Render every line of the data below as a JSON array of strings, with one string per line and blank lines omitted.

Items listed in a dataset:
=====
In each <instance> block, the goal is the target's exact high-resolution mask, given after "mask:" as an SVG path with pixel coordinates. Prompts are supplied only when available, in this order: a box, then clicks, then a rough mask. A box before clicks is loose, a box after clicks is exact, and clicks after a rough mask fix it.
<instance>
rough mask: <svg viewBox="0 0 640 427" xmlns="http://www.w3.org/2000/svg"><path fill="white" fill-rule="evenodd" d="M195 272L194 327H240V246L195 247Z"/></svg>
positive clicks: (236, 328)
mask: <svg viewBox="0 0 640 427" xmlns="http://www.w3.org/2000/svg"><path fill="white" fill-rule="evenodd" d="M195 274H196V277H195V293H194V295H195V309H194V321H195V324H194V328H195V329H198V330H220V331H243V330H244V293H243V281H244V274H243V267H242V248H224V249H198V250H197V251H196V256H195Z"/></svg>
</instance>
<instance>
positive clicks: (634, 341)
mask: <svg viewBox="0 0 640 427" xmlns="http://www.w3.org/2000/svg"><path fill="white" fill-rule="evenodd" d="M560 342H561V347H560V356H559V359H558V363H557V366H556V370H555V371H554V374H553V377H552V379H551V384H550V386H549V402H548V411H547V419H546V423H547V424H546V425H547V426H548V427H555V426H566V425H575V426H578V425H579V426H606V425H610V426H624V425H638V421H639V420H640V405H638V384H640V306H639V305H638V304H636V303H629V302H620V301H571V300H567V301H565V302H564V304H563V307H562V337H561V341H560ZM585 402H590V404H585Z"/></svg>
=====
Response below:
[
  "In each <instance> block, the goal is the target's exact high-resolution mask, given after \"mask:\" as an SVG path with pixel coordinates. Prompts are supplied only when available, in this order: a box, then clicks, then a rough mask. A box before clicks is loose, a box after clicks is exact, and clicks after a rough mask fix it.",
  "<instance>",
  "rough mask: <svg viewBox=\"0 0 640 427\" xmlns=\"http://www.w3.org/2000/svg\"><path fill=\"white\" fill-rule=\"evenodd\" d=\"M195 272L194 327H240V246L195 247Z\"/></svg>",
  "positive clicks: (236, 328)",
  "mask: <svg viewBox=\"0 0 640 427\" xmlns=\"http://www.w3.org/2000/svg\"><path fill=\"white\" fill-rule=\"evenodd\" d=\"M195 274H196V277H195V293H194V295H195V309H194V321H195V324H194V328H195V329H198V330H220V331H243V330H244V293H243V281H244V274H243V267H242V248H224V249H198V250H197V251H196V256H195Z\"/></svg>",
  "</instance>",
  "<instance>",
  "positive clicks: (634, 341)",
  "mask: <svg viewBox=\"0 0 640 427\" xmlns=\"http://www.w3.org/2000/svg\"><path fill=\"white\" fill-rule=\"evenodd\" d=\"M560 342H561V347H560V356H559V359H558V363H557V366H556V370H555V371H554V374H553V377H552V379H551V384H550V386H549V402H548V411H547V419H546V423H547V424H546V425H547V426H548V427H555V426H566V425H575V426H578V425H579V426H606V425H610V426H624V425H638V421H639V420H640V405H638V384H640V306H639V305H638V304H636V303H629V302H620V301H571V300H567V301H565V302H564V304H563V307H562V337H561V341H560ZM585 402H590V404H585Z\"/></svg>"
]